EXERCÍCIOS
A – Responda com base no trecho sobre a comédia romântica:
(i) Qual é o título do filme comentado?
(ii) Em que prazo Reuben precisa se casar?
(iii) O que é criado para determinar quem merece o título?
B – Reescreva a listagem desde a primeira linha até a linha que contém "M 330 1 L 1", inclusive, com os pedidos. Desloque em 11 cada coordenada das respostas.

TRECHO DO TEXTO
+++++

Se sua noite pede um filme leve e irresistível, essa comédia romântica da Netflix é a resposta Divulgação / Netflix

Se sua noite pede um filme leve e irresistível, essa comédia romântica da Netflix é a resposta

O cinema romântico, sobretudo no contexto asiático, sempre flertou com o desmedido. Seu fascínio por histórias que desafiam a lógica e elevam o amor ao patamar de epopeia é uma marca registrada do gênero, e “A Garota Mais Linda do Mundo” abraça essa tradição sem reservas. No entanto, sua maior virtude reside não na fidelidade a essas convenções, mas na maneira como as subverte sem jamais perder o encanto. O que poderia ser apenas mais uma comédia romântica embalada por artifícios exagerados e personagens unidimensionais se revela um estudo inesperadamente sofisticado sobre desejo, identidade e a maneira como o amor é construído — ou imposto — dentro das expectativas sociais.

A premissa, em si, já é um espetáculo à parte: Reuben, herdeiro despreocupado de um império midiático, se vê subitamente diante de uma condição absurda imposta pelo próprio pai. Para garantir seu lugar nos negócios da família, precisa encontrar e se casar com “A Garota Mais Linda do Mundo” em um prazo de seis meses. Para determinar quem merece esse título, um reality show é criado, estabelecendo um cenário que poderia facilmente se limitar à caricatura. Mas o filme, ciente da própria extravagância, se recusa a seguir o caminho óbvio. Ele não apenas brinca com as expectativas do espectador, mas desmonta sua premissa inicial em tempo hábil para permitir que algo mais significativo tome forma.

+++++

REGISTROS DE DADOS

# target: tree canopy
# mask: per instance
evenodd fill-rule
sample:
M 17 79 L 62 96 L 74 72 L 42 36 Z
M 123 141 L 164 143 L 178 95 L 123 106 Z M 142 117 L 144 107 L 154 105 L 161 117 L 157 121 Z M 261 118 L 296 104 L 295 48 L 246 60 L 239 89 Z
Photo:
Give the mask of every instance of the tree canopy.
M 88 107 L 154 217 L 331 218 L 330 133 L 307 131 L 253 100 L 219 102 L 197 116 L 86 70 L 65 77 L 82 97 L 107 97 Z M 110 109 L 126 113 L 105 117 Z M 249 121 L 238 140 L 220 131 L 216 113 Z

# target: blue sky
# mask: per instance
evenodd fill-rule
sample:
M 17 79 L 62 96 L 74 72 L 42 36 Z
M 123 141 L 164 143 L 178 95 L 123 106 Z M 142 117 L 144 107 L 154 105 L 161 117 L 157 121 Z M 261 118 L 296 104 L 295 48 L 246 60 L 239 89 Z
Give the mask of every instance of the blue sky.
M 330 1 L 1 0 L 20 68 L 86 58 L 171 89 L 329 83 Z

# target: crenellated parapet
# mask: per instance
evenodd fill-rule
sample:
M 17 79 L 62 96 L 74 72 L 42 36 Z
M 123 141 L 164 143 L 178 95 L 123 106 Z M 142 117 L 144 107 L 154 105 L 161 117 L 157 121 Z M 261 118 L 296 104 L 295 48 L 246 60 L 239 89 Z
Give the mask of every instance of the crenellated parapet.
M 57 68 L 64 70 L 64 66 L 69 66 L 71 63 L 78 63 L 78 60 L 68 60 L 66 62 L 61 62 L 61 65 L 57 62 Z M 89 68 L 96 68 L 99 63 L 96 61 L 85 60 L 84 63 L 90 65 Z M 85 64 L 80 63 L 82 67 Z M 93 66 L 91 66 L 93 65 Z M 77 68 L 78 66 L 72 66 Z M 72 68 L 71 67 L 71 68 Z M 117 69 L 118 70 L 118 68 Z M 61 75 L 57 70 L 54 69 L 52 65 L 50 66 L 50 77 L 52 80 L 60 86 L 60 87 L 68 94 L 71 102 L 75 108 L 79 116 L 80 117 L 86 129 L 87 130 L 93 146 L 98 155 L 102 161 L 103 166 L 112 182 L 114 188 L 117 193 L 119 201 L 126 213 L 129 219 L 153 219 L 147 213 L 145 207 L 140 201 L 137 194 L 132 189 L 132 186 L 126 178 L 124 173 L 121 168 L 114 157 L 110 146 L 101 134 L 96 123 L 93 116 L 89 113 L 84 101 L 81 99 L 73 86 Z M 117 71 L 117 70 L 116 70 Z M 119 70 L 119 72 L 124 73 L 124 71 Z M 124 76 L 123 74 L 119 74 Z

+++++

RESPOSTAS POR TAREFA
A –
(i) “A Garota Mais Linda do Mundo”.
(ii) Em um prazo de seis meses.
(iii) Um reality show.

B –
# target: tree canopy
# mask: per instance
evenodd fill-rule
sample:
M 17 79 L 62 96 L 74 72 L 42 36 Z
M 123 141 L 164 143 L 178 95 L 123 106 Z M 142 117 L 144 107 L 154 105 L 161 117 L 157 121 Z M 261 118 L 296 104 L 295 48 L 246 60 L 239 89 Z
Photo:
Give the mask of every instance of the tree canopy.
M 99 118 L 165 228 L 342 229 L 341 144 L 318 142 L 264 111 L 230 113 L 208 127 L 97 81 L 76 88 L 93 108 L 118 108 Z M 121 120 L 137 124 L 116 128 Z M 260 132 L 249 151 L 231 142 L 227 124 Z

# target: blue sky
# mask: per instance
evenodd fill-rule
sample:
M 17 79 L 62 96 L 74 72 L 42 36 Z
M 123 141 L 164 143 L 178 95 L 123 106 Z M 142 117 L 144 107 L 154 105 L 161 117 L 157 121 Z M 261 118 L 296 104 L 295 48 L 246 60 L 239 89 Z
Give the mask of every instance of the blue sky.
M 341 12 L 12 11 L 31 79 L 97 69 L 182 100 L 340 94 Z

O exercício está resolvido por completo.